● Exercise requirements
Can you express each line of the items below as a JSON list of strings, one string per line, with blank lines and the pictures left out?

start Dataset entries

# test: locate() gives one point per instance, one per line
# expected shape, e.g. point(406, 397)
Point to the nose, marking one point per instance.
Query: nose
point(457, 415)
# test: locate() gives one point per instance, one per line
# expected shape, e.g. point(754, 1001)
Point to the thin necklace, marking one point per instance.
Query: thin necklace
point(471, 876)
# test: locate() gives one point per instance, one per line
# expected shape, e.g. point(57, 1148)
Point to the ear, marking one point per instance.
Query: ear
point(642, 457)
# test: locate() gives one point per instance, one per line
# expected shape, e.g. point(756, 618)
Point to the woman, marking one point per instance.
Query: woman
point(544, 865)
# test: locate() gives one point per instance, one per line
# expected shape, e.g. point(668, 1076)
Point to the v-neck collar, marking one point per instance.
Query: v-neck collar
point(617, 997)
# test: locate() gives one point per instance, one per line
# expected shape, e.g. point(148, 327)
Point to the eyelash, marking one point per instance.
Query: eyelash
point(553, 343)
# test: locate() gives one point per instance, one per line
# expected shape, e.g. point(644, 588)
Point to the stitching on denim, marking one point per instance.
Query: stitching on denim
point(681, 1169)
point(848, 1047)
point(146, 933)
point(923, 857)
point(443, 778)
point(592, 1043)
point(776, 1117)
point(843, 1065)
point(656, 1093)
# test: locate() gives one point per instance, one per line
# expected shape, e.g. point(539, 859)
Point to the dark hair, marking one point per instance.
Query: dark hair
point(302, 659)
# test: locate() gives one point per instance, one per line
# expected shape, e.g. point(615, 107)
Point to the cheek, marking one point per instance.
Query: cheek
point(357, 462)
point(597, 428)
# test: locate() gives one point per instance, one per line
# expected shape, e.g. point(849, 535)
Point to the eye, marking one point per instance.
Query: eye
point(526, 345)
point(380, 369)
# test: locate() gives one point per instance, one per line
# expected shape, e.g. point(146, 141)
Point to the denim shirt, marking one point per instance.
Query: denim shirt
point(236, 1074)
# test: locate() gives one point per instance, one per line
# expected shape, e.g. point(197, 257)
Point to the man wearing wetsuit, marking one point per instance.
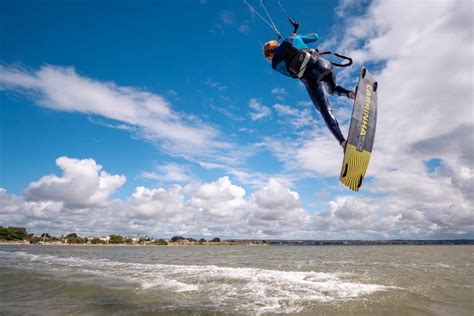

end Dataset entries

● Correct response
[
  "# test: locate() gives one point per instance, one per line",
  "# expected shape, e.g. point(406, 397)",
  "Point to the nose, marking one point per instance.",
  "Query: nose",
  "point(457, 415)",
  "# test: locate() gives one point per instance, one per line",
  "# expected shape, e.g. point(754, 1001)",
  "Point to the thin necklace, marking one point per instance.",
  "Query: thin necklace",
  "point(471, 876)",
  "# test: locate() gives one point per instance, one per line",
  "# expected shape, e.g. point(57, 1148)",
  "Point to the ear, marking one point per instance.",
  "Query: ear",
  "point(642, 457)",
  "# test: locate() gives one point per instance, one per line",
  "# expected shape, e.g. point(756, 618)",
  "Point to the woman, marking one point per instance.",
  "Query: woman",
  "point(544, 865)",
  "# test: locate() gives one point per instance, one per line",
  "# expected shape, e.g. point(668, 1076)",
  "Point to the v-neck collar, marking one point per instance.",
  "Query: v-neck collar",
  "point(617, 997)",
  "# test: locate() gives one point per instance, one per line",
  "# expected shape, e.g. point(148, 327)",
  "Point to the eyelash, marking one point per instance.",
  "Query: eyelash",
  "point(553, 343)",
  "# test: locate() gives one point per instance, one per line",
  "# expected shape, e.g. point(644, 588)",
  "Point to the stitching on denim, marking one point per instance.",
  "Query: stitching on denim",
  "point(681, 1169)",
  "point(848, 1047)",
  "point(146, 933)",
  "point(923, 857)",
  "point(443, 778)",
  "point(592, 1043)",
  "point(776, 1117)",
  "point(843, 1065)",
  "point(656, 1093)",
  "# test: locate() gives one point per instance, one per line",
  "# expected shape, e.g. point(539, 859)",
  "Point to the dark hair, marking one point per instance.",
  "Query: dark hair",
  "point(302, 659)",
  "# test: locate() gives one point per instance, one per line",
  "# expected shape, e.g. point(615, 107)",
  "Point to the cheek, marking one point per instance.",
  "Query: cheek",
  "point(357, 462)",
  "point(597, 428)",
  "# test: locate() gives one point per instance, one per line",
  "# expected shape, e.g. point(849, 535)",
  "Point to the eye, marking one point per instance.",
  "Query: eye",
  "point(526, 345)",
  "point(380, 369)",
  "# test: locate() gives one point per instance, one per line",
  "# expected shape, e.g. point(146, 141)",
  "Point to the denim shirt, marking one point per instance.",
  "Query: denim shirt",
  "point(236, 1074)",
  "# test: locate() gives one point per instance, one per line",
  "# expected shape, e.g. point(197, 257)",
  "Point to the man wearing wetsuit, marking one point per instance."
]